Brief: Repeat exactly the lines from the line containing "detect the window" through the last line of the records below, inclusive, and nothing else.

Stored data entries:
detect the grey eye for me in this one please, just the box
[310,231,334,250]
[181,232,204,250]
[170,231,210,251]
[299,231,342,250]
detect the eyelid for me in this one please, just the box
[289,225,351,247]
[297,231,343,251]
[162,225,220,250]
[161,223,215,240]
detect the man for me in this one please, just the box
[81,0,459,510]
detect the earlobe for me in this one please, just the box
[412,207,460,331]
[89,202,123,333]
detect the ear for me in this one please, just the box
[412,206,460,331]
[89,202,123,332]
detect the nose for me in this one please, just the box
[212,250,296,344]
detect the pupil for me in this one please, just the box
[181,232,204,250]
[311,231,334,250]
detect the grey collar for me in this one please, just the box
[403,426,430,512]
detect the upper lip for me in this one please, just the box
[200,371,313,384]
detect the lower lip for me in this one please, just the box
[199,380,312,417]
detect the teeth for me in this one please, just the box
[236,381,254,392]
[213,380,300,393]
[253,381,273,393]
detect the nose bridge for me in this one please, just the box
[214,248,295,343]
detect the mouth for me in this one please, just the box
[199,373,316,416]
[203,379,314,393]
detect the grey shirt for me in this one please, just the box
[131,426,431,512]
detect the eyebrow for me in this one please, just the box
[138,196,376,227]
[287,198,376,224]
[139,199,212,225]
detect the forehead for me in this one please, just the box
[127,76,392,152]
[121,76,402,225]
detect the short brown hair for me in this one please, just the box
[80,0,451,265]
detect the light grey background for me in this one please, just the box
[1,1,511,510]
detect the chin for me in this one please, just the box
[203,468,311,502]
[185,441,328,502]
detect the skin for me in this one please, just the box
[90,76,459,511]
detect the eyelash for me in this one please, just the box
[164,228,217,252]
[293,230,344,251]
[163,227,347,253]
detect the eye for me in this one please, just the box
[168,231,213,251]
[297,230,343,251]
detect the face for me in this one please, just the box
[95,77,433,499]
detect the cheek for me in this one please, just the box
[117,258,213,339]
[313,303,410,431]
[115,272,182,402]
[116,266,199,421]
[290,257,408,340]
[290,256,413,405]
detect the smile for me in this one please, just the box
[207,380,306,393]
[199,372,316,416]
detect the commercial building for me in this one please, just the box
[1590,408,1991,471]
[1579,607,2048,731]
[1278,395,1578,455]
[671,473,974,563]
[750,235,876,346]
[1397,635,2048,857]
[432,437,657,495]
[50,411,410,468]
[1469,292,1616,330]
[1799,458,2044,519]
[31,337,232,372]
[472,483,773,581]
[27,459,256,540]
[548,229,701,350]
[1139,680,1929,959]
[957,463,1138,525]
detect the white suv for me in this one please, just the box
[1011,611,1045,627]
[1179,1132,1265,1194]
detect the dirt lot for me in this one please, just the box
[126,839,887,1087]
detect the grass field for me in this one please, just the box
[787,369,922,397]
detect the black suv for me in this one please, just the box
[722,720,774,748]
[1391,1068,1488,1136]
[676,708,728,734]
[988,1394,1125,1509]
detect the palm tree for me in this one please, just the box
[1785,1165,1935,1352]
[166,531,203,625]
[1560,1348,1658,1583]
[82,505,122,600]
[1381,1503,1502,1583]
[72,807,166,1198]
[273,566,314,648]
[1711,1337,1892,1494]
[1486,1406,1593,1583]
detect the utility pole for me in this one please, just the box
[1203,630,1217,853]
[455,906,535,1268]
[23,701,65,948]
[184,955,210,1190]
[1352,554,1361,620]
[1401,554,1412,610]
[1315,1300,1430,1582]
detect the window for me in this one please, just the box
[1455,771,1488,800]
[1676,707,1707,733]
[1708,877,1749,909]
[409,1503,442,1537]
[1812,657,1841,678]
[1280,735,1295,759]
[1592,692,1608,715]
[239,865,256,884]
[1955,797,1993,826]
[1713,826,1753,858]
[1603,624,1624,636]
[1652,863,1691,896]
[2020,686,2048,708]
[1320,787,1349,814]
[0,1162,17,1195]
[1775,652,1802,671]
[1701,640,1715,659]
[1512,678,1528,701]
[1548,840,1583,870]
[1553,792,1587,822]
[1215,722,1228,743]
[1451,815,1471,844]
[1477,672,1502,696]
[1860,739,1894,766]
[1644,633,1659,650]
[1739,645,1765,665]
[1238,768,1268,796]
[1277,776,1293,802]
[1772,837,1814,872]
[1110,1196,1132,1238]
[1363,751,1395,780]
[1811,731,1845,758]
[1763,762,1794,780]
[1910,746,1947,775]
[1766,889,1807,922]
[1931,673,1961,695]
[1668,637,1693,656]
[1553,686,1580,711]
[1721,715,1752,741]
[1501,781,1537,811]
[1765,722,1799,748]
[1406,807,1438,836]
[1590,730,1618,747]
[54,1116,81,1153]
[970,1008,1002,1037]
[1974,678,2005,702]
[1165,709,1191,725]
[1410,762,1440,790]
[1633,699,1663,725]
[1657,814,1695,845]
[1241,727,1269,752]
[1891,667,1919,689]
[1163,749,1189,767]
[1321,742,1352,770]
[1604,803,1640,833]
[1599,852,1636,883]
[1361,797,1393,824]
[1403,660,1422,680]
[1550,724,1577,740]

Answer area:
detect the window for me in this one please, just the box
[1455,771,1488,800]
[1676,707,1707,733]
[1708,877,1749,909]
[409,1503,442,1537]
[1812,657,1841,678]
[1280,735,1295,759]
[1592,692,1608,715]
[239,865,256,884]
[1955,797,1993,826]
[1713,826,1753,858]
[1603,624,1624,636]
[1652,863,1691,896]
[2020,686,2048,708]
[1320,787,1349,814]
[0,1162,17,1195]
[1775,652,1802,671]
[1701,640,1715,659]
[1512,678,1528,701]
[1548,840,1583,870]
[1553,792,1587,822]
[1215,722,1228,743]
[1451,815,1471,844]
[1477,672,1502,696]
[1860,739,1894,766]
[1644,633,1659,650]
[1739,645,1765,665]
[1238,768,1268,796]
[1277,776,1293,802]
[1772,837,1814,872]
[1110,1196,1132,1238]
[1363,751,1395,780]
[1811,731,1845,758]
[1763,762,1794,780]
[1910,746,1947,775]
[1766,889,1807,922]
[1931,673,1961,695]
[1668,637,1693,656]
[1553,686,1580,711]
[1721,715,1752,741]
[1501,781,1537,811]
[1765,722,1799,748]
[1406,807,1438,836]
[1590,730,1618,747]
[54,1116,81,1153]
[970,1008,1002,1037]
[1974,678,2005,702]
[1165,709,1191,725]
[1410,762,1440,790]
[1633,699,1663,725]
[1657,814,1695,845]
[1241,727,1269,752]
[1891,667,1919,689]
[1163,749,1189,767]
[1321,742,1352,770]
[1604,803,1640,833]
[1599,852,1636,883]
[1361,797,1393,824]
[1403,660,1422,680]
[1550,724,1577,740]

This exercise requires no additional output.